→ **Extrait du document**:

# # # #

Entre­tien semi-dirigé mené avec un.e spectateur.trice du spec­ta­cle Les Bonnes de Robyn Orlin, d’après le texte de Jean Genet, dans le cadre d’un pro­jet de recherche sur l’in­ter­pré­ta­tion poli­tique du théâtre contemporain.

Informations sur la source

Code d’i­den­ti­fi­ca­tion : #Bonnes4

Date : Sep­tem­bre 2020

Pro­to­cole : Entre­tien semi-dirigé

Pro­fil de l’enquêté.e :

Remar­ques : Entre­tien basé sur l’ac­cueil du spec­ta­cle au Fes­ti­val de la Batie, Genève, aout-sep­tem­bre 2020.

En deux mots vous pour­riez me résumer votre expéri­ence du spectacle ? 

Bah sur le coup ça me plai­sait bien, dis­ons la pre­mière moitié. Mais au fur et à mesure, j’ai com­mencé à trou­ver que ça tour­nait en rond. J’ai pas trop aimé à par­tir du moment où Madame entre en scène. En sor­tant, je trou­vais pas ça hor­ri­ble, mais ça m’a pas cap­tivé jusqu’au bout. Puis après en en par­lant, ça a changé ma per­cep­tion. Avec le recul, même le dis­posi­tif visuel, je me dis oulalala c’est fatiguant quand même toute cette vidéo. Je me dis­ais aus­si que ça dit pas grand-chose qu’un truc très basique : il y a des femmes de ménage noires et une madame blanche, y’a une vio­lence à cause de leur couleur de peau et de l’argent qu’elles ont.

Vous diriez que vous avez été pris par une histoire ?

# # # #

→ **Données fournies**:
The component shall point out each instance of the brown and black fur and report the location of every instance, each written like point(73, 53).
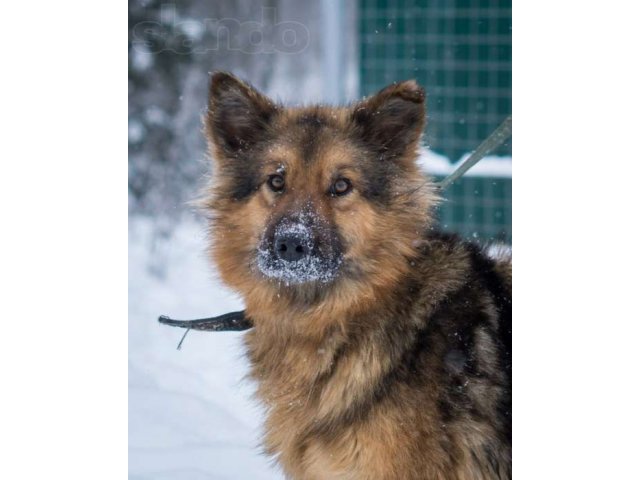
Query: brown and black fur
point(398, 366)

# # # #

→ **Tâche courte 1**:
Répondez aux questions suivantes sur l'entretien consacré aux Bonnes.
(a) Quel code d'identification l'entretien porte-t-il ?
(b) Dans quel festival et dans quelle ville le spectacle a-t-il été accueilli ?
(c) À partir de quel moment la personne interrogée dit-elle ne plus avoir trop aimé le spectacle ?
→ **Tâche courte 2**: Citez le passage de l'entretien qui commence aux mots « Bah sur le coup » et se termine après les mots « par une histoire ? ».

→ **Résultat de l'exercice 1**:
(a) #Bonnes4
(b) Au Festival de la Batie, à Genève.
(c) À partir du moment où Madame entre en scène.

→ **Résultat de l'exercice 2**:
Bah sur le coup ça me plai­sait bien, dis­ons la pre­mière moitié. Mais au fur et à mesure, j’ai com­mencé à trou­ver que ça tour­nait en rond. J’ai pas trop aimé à par­tir du moment où Madame entre en scène. En sor­tant, je trou­vais pas ça hor­ri­ble, mais ça m’a pas cap­tivé jusqu’au bout. Puis après en en par­lant, ça a changé ma per­cep­tion. Avec le recul, même le dis­posi­tif visuel, je me dis oulalala c’est fatiguant quand même toute cette vidéo. Je me dis­ais aus­si que ça dit pas grand-chose qu’un truc très basique : il y a des femmes de ménage noires et une madame blanche, y’a une vio­lence à cause de leur couleur de peau et de l’argent qu’elles ont.

Vous diriez que vous avez été pris par une histoire ?